___ Extracted entries

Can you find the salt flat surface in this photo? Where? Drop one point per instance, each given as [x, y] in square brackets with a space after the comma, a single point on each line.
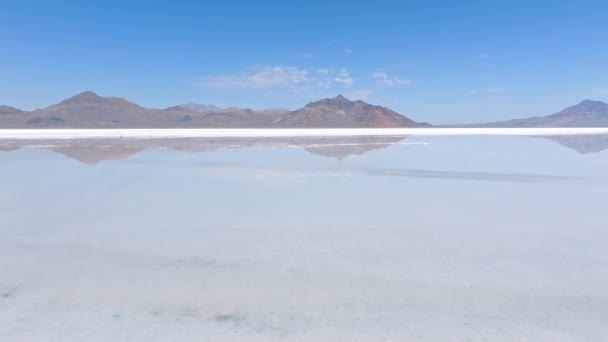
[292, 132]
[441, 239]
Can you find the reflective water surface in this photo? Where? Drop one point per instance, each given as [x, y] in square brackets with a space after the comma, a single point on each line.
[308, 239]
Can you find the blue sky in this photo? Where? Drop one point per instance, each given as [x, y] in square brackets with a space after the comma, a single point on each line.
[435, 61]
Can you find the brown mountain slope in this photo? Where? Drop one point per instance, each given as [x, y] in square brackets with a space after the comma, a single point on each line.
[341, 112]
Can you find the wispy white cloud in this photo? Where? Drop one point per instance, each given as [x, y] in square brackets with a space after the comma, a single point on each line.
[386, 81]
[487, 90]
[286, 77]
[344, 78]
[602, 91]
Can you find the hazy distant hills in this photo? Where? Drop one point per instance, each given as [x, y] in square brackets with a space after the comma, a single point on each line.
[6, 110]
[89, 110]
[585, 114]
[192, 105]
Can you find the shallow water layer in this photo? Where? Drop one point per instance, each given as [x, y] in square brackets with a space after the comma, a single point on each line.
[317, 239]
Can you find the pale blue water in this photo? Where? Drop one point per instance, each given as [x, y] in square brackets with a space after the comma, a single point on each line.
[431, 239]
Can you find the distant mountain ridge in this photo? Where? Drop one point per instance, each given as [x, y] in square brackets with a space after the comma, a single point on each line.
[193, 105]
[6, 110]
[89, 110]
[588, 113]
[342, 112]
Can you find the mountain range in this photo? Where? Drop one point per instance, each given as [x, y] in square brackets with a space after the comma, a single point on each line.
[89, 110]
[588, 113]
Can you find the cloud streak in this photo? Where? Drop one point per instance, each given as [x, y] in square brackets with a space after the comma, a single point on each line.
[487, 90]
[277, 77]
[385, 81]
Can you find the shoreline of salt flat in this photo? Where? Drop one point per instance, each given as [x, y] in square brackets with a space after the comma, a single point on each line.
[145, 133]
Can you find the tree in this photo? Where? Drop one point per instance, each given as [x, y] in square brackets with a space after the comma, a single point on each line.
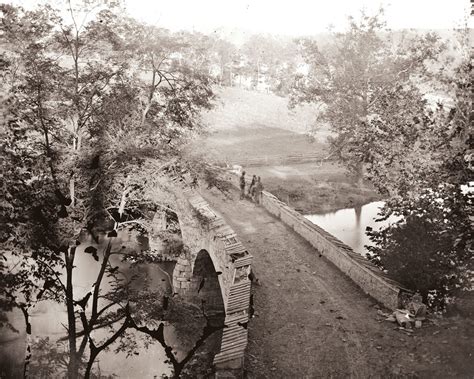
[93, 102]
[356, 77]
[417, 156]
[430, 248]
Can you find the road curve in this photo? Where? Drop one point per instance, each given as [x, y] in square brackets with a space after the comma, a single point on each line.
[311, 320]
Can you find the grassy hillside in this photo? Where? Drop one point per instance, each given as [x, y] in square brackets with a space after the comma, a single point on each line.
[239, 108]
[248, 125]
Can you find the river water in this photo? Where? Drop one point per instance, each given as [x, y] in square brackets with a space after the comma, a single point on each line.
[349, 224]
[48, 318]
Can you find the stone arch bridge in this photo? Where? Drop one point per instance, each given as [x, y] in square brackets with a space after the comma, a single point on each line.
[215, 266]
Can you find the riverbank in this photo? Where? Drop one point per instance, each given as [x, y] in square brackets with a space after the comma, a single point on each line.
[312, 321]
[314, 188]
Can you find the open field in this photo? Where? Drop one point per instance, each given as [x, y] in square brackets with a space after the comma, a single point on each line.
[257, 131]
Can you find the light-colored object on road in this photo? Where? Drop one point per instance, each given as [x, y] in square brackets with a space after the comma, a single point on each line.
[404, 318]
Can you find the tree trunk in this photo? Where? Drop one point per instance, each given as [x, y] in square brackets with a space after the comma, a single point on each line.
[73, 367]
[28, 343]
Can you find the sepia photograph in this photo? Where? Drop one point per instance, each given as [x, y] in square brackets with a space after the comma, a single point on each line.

______

Copy the data verbatim, skipping any image it holds.

Can you find the salt flat surface in this photo? Where? Drop one point per instance, each given as [x, y] in square brackets with a space after the comma, a single point on each line.
[292, 132]
[441, 239]
Can you find the reflective water surface in this photo? Where? Drop one point per instance, each given as [x, y] in square brackets with a space after the comma, a single point on each line.
[308, 239]
Can you find the blue sky in this photo? Where? Drop one point per instance, each given as [x, y] in square brackets with a space after the comma, a single point on each line.
[435, 61]
Can you find the brown mountain slope in this photo? Where? Drop one point per instance, each given as [x, y] in square brackets with a space after the comma, a single point on each line.
[341, 112]
Can you find the wispy white cloud in this photo? Where? Drop one point per instance, each given as [x, y] in square brackets with a space after the comma, a single point on each line.
[386, 81]
[487, 90]
[286, 77]
[344, 78]
[602, 91]
Can you find the hazy distant hills in this photo? Where? Drop one point per instance, each given as [x, y] in square brackets with a space after the comma, a single point on each line.
[6, 110]
[89, 110]
[585, 114]
[192, 105]
Can you find the shallow water layer in this photo? Where? Drop one point per instance, each given as [x, y] in square brackets with a space after the comma, a single point on each line.
[317, 239]
Can you find the pale blue water in this photo? Where? Drop one point per instance, each given as [x, y] in square brackets with a space after the comma, a single point on each line.
[431, 239]
Can you find the distant mountain ridge in this photo? Where? Drop one point per instance, each given as [x, y] in square brackets with a space after the comma, a single point on each line.
[193, 105]
[6, 110]
[89, 110]
[588, 113]
[342, 112]
Can you find the mountain range in this photo? Where? Drop one point per instance, each given as [x, y] in square brackets with a space after the comma, a single point on each line.
[89, 110]
[588, 113]
Can you find the cloud streak in this photo? Where? Drop one point per instance, each given as [x, y] in square brackets with a space after the comma, a single point on each line.
[487, 90]
[277, 77]
[385, 81]
Can you find the shoreline of salt flat in this photo? Where? Drop one point per instance, each given as [x, y] in square brackets with a space after the comma, a single point on each line.
[145, 133]
Can you find the tree in this photo? Where? Drop one point per instance, each given as [x, y] in square brackets with a space after the comma, a single point on each line.
[93, 102]
[356, 77]
[417, 156]
[430, 248]
Can you find the road curve in this photo? Where? Drop one point per instance, each given as [x, y] in square brackets with a space after the comma, a single point on each line.
[311, 320]
Can you find the grassy hillside in this photo? Where? Drop one point per instance, each given as [x, y] in square brackets with a space after the comma, a single point on each line.
[239, 108]
[248, 125]
Can you find the river water in this photo? Where? Drop one point per instance, each given as [x, y] in square brackets with a space after the comma, a single point on each line.
[349, 224]
[48, 318]
Can you find the stone arch bridge in this photo? Where? Drop one point per instance, each given as [x, y] in square brackets with a space after the comma, a single point on each line.
[215, 266]
Can you find the riverbank in this photo? Where? Drop one point per instance, each given as [x, y] in square brackets with a space after the comma, a single point on each line.
[312, 321]
[314, 188]
Can you find the open field in this photo? Where? Drop one point per instance, each given as [x, y] in square brackets with a space after the comma, a single point on each line.
[257, 131]
Can you find the light-colored object on road in this photo? Where? Drop one point per instance, each given as [x, y] in square brackets with a space after the comma, a single point on each line.
[404, 318]
Can you find the tree trunk in this photo? Where? Drop one point per instance, each given as [x, y] in square brackets with a space after the comma, a single point on each line.
[73, 367]
[28, 343]
Can you find the sepia photograph in this photo? Where? Drop one point per instance, each given as [x, y] in square brackets with a space after the comma, a single point on each line.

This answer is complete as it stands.